Begin Data in this exercise
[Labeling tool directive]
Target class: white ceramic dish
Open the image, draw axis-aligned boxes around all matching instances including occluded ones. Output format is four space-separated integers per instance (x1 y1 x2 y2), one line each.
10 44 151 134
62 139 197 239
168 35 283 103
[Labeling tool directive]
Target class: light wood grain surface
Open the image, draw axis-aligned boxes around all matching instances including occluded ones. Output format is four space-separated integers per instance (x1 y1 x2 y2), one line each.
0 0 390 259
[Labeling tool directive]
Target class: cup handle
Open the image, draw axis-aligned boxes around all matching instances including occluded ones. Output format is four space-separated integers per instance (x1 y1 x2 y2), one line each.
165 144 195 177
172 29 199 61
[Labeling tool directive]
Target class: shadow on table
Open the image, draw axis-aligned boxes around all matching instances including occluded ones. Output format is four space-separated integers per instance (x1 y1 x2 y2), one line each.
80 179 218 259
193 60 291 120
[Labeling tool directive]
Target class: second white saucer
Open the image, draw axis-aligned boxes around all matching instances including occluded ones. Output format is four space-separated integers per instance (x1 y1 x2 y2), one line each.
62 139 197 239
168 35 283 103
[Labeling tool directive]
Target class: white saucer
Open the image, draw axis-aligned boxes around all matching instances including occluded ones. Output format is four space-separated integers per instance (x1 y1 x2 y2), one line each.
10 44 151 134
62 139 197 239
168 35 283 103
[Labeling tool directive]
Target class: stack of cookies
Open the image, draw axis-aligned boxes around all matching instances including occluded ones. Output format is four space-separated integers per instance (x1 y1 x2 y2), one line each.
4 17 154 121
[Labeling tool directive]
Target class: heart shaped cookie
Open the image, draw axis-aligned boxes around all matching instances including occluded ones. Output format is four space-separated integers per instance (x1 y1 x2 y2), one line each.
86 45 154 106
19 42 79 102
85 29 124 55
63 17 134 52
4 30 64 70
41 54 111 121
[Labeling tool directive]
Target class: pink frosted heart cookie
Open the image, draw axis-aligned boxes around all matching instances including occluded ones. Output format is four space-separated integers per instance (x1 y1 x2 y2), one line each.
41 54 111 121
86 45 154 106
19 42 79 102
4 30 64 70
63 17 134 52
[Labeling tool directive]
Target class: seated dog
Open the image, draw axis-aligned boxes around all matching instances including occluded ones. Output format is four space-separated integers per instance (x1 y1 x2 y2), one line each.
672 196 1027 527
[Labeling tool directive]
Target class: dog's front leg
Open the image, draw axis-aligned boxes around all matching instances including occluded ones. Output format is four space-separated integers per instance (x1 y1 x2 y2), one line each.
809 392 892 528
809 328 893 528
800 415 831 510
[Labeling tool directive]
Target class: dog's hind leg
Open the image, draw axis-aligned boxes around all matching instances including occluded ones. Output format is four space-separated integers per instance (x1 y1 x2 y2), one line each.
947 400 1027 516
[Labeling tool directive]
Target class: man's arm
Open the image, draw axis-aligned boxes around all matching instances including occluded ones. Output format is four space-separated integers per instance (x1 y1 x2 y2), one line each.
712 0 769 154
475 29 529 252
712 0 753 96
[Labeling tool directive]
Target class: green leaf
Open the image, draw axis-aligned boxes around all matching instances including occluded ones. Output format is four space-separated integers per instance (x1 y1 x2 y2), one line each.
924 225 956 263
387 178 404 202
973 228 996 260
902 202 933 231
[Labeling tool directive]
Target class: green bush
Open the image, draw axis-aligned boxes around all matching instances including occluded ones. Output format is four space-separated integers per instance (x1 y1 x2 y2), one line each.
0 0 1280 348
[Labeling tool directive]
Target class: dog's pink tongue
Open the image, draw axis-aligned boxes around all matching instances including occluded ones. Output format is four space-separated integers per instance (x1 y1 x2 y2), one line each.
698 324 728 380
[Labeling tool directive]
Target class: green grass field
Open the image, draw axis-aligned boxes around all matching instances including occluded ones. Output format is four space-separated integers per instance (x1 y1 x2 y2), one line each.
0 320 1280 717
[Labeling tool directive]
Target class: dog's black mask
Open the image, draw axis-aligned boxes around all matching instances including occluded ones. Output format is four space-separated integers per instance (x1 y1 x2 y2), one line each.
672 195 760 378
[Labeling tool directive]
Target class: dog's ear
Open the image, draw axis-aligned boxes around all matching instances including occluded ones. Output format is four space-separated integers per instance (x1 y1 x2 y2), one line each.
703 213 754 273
End Data in this exercise
Aim. Copy the listing from its first line through the line containing "0 0 390 259", both included, leaving all other text unchanged. Multiply each bounding-box coordinate by 1.4 and round to the nearest whole number, rounding halves up.

Worked solution.
[Labeling tool directive]
Target class: white ceramic dish
Open the image, draw axis-aligned boxes around all matching instances including occluded ones. Output format is four space-separated integers per instance (x1 y1 x2 y2), one line each.
14 62 211 188
87 195 276 335
235 49 396 144
[Labeling tool directive]
Target class: light wood grain surface
Open the image, draw axis-aligned boxes around all matching instances including occluded ones. Output format is four space-separated integers per instance (x1 y1 x2 y2), one line each.
0 0 546 363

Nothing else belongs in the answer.